• Instructions to follow: Collect every line in the material below that contains the word "light", and treat uppercase and lowercase as different.

########################################

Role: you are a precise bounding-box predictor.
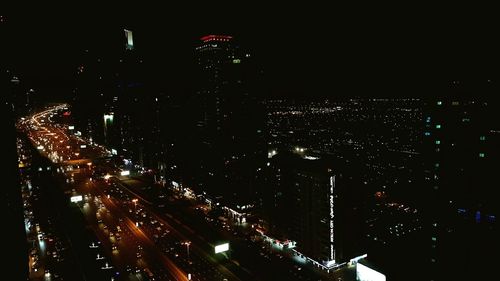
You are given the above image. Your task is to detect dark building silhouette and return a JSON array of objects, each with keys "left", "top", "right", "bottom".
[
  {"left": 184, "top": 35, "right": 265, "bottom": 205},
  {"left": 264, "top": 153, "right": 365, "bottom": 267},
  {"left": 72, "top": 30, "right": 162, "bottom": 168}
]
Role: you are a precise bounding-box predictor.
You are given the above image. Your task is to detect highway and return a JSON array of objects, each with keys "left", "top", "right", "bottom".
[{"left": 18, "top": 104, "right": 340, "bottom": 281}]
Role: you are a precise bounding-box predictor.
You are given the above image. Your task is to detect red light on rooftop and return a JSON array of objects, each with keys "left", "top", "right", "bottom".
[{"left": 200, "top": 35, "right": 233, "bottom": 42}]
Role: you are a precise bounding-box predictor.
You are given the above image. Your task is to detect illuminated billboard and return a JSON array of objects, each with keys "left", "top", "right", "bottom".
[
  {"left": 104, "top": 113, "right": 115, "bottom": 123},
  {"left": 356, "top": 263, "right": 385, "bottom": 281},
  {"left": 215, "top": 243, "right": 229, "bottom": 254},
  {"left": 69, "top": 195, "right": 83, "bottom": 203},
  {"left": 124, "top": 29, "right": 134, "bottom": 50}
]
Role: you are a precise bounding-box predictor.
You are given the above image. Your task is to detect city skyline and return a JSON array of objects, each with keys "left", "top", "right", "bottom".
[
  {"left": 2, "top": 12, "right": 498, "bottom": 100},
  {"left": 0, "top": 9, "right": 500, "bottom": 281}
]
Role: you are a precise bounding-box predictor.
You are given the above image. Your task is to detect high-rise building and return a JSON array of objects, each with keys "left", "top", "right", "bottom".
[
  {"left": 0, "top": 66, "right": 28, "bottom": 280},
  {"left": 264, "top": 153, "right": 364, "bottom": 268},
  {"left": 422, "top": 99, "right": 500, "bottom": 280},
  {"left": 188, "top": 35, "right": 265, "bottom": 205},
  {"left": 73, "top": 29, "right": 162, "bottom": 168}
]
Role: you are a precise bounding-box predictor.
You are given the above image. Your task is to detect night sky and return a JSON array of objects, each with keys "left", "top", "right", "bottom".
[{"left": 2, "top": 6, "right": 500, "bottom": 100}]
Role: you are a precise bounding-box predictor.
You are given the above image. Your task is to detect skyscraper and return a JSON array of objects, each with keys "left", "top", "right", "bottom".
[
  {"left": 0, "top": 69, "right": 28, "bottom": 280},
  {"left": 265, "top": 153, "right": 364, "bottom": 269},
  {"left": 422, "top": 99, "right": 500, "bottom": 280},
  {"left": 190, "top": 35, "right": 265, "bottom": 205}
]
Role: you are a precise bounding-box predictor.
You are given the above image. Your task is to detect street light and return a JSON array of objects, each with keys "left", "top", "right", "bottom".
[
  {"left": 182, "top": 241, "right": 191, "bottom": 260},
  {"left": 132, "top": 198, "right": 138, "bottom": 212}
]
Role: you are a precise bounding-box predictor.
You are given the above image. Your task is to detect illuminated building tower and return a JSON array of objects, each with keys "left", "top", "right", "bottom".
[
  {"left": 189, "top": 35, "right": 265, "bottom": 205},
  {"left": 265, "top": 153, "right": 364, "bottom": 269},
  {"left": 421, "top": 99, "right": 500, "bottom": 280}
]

########################################

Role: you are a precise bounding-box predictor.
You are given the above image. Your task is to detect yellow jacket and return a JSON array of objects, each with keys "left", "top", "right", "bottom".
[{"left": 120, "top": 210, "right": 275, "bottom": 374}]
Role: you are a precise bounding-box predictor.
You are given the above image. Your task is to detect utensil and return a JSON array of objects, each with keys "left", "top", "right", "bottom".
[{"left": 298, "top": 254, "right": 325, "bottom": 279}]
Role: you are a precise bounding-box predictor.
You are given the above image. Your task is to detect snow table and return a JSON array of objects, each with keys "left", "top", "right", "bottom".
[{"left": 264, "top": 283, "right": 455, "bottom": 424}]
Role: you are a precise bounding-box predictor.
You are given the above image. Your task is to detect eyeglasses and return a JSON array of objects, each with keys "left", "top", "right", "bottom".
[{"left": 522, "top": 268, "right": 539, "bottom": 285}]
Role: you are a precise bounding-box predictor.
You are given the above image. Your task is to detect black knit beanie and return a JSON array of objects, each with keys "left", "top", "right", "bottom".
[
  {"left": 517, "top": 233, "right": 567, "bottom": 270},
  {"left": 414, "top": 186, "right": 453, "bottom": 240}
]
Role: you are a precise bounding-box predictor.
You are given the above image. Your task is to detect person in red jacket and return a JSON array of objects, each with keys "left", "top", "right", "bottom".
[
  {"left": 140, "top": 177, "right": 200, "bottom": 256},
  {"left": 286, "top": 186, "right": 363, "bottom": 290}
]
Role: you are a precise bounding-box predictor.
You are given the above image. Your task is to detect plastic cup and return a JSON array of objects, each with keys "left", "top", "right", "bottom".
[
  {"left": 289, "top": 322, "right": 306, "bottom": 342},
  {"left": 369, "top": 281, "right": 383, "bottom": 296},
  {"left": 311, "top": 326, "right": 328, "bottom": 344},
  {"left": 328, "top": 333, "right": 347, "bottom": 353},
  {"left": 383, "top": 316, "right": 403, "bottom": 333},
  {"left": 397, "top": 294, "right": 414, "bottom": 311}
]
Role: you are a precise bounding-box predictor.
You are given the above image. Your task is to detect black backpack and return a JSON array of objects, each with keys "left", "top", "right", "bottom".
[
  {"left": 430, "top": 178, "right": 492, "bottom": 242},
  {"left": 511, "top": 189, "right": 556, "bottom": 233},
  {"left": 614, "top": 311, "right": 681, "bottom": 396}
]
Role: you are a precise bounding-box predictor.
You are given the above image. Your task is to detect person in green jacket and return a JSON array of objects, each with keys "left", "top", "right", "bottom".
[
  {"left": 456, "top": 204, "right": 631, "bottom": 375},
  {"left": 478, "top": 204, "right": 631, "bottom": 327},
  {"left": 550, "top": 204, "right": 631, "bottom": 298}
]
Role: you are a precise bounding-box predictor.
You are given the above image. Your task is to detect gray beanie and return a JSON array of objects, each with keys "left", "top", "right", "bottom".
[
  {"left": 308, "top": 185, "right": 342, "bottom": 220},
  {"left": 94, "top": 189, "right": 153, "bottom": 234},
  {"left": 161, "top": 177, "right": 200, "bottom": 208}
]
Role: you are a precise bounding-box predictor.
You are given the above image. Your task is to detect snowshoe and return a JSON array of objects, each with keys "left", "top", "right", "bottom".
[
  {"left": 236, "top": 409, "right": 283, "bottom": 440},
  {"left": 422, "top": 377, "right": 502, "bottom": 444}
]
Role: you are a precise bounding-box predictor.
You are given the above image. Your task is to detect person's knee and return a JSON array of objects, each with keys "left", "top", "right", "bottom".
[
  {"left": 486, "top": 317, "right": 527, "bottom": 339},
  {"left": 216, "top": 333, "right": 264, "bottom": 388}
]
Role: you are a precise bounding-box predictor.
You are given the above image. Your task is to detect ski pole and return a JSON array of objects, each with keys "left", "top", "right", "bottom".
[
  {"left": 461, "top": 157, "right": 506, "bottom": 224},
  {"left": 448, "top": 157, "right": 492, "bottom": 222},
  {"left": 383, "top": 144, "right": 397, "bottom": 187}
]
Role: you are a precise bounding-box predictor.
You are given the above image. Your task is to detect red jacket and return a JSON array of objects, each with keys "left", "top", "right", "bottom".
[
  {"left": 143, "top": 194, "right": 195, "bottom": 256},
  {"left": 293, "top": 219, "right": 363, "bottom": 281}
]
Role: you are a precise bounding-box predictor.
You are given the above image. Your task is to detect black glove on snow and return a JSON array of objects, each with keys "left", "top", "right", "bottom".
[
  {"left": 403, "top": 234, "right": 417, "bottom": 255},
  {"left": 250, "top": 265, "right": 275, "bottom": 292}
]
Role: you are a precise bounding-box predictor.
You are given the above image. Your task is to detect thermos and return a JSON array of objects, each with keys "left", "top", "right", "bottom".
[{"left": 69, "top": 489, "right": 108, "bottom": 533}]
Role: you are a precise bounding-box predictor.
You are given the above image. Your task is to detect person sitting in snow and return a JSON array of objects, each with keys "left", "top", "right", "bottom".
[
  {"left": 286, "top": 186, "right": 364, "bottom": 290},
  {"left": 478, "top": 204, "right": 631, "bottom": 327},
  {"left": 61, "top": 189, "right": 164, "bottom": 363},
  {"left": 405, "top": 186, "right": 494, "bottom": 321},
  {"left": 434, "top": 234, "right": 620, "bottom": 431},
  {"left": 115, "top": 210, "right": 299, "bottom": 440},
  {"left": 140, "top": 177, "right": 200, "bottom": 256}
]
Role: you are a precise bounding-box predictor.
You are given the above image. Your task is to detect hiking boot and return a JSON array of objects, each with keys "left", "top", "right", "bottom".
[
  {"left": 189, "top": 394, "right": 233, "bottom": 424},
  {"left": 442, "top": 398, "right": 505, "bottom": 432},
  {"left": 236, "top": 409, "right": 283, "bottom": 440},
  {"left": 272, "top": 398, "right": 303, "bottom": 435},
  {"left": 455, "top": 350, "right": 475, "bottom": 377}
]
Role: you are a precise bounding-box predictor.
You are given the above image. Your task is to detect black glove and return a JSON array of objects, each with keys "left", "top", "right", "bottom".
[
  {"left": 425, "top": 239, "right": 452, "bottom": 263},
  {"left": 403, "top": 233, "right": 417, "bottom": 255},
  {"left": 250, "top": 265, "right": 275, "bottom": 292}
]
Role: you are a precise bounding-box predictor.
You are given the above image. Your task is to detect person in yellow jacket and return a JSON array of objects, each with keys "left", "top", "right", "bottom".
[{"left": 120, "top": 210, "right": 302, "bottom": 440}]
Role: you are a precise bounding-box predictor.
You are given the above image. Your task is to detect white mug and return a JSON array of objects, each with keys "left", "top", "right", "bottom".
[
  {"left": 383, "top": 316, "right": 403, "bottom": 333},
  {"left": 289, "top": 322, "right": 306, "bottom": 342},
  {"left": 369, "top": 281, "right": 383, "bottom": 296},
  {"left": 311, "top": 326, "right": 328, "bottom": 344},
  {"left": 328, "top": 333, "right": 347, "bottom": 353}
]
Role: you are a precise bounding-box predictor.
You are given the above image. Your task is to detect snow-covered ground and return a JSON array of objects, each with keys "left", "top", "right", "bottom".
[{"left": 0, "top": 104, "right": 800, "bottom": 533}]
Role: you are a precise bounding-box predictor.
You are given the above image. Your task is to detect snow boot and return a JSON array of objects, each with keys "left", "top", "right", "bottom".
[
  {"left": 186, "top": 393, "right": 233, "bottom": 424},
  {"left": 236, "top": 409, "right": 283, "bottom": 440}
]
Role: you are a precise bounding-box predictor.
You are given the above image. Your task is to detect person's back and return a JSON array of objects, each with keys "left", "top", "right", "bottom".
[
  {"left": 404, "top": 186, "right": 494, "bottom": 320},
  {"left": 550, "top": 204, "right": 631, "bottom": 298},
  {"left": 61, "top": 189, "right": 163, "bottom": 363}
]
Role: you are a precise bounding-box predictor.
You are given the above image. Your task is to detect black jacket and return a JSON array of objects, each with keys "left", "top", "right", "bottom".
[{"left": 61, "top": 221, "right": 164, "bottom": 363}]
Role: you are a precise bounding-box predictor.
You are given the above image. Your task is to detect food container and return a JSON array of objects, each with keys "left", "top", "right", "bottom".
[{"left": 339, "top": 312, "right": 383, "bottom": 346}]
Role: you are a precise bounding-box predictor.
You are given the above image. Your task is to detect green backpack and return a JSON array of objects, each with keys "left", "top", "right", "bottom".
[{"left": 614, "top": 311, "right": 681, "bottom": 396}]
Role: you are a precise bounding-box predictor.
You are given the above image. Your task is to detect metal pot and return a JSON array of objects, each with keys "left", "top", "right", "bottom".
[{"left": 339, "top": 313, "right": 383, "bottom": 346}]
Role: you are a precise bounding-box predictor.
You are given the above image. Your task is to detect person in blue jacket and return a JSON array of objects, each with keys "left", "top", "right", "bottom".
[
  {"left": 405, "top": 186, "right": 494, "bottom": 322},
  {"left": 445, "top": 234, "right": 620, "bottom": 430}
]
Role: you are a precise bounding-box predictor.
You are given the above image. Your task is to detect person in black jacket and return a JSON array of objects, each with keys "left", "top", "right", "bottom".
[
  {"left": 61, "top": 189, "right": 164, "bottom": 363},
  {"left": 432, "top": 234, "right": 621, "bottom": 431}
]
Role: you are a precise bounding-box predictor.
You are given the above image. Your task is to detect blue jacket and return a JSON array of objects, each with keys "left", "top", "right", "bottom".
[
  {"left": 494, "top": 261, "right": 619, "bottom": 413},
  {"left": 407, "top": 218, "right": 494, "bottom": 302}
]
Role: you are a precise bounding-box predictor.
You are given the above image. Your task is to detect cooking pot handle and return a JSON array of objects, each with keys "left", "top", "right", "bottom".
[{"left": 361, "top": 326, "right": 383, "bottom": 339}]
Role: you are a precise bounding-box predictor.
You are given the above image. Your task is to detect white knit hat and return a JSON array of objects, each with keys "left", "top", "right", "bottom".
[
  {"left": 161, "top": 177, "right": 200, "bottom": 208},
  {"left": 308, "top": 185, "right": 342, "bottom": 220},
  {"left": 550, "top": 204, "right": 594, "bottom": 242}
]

########################################

• Solution:
You are given the above image. Your task is to detect red light on rooftop and return a JSON array of objects, each with keys "left", "top", "right", "bottom".
You are given the above image. Your task is to detect street light and return a JSON array of objects, each with keys "left", "top", "right", "bottom".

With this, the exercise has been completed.